Directions for this task: Locate each line in the records below that contains the word "rail" and copy those lines.

● ● ● ● ● ● ●

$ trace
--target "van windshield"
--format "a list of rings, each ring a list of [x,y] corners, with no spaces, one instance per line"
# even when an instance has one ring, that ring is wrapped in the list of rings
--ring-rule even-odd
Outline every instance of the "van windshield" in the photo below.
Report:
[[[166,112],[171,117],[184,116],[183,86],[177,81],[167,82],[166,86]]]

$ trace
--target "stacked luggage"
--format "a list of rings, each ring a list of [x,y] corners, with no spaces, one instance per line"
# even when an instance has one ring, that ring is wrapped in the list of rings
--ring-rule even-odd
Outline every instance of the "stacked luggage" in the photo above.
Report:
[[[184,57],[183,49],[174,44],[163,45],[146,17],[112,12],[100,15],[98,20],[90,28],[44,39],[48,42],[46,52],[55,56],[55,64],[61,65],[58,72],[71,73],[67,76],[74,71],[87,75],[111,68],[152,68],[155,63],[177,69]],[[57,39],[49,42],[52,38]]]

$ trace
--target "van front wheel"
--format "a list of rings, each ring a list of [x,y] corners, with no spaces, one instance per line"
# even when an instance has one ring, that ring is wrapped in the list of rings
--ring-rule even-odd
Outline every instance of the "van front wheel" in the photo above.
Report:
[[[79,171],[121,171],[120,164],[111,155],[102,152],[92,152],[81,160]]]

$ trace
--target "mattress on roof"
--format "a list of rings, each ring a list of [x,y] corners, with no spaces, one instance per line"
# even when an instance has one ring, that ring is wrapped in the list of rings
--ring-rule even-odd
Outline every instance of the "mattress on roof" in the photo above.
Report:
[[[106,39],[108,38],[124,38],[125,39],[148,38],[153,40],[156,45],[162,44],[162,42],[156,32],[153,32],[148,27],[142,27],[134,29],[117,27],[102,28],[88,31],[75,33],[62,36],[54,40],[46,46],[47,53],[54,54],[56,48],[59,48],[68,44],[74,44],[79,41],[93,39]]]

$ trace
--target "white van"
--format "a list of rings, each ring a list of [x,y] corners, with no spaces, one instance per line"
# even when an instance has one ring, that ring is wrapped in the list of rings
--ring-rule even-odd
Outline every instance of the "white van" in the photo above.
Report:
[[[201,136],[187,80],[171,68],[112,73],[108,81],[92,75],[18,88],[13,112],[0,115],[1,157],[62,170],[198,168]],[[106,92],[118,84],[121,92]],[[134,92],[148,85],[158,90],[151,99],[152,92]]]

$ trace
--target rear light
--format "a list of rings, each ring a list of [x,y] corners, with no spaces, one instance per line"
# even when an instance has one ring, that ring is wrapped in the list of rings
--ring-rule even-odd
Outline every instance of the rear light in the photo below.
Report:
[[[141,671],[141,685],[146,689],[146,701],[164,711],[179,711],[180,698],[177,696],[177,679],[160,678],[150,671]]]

● ● ● ● ● ● ●

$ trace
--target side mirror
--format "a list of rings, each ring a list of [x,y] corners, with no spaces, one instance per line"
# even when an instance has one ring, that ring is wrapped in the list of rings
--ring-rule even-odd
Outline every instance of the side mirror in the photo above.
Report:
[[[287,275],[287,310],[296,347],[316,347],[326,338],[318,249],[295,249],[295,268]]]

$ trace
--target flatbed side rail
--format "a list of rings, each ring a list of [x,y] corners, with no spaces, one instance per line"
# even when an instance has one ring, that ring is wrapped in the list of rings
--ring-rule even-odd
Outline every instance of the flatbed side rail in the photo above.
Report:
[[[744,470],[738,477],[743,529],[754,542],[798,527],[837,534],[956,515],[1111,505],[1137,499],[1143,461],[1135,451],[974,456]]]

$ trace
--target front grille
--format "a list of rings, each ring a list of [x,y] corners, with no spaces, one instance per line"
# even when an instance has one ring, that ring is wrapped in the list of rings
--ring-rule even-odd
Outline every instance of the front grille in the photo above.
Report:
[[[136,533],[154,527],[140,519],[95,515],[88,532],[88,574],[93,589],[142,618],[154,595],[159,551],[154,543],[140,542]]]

● ● ● ● ● ● ●

Final result:
--target flatbed side rail
Outline every instance of the flatbed side rail in the photo above.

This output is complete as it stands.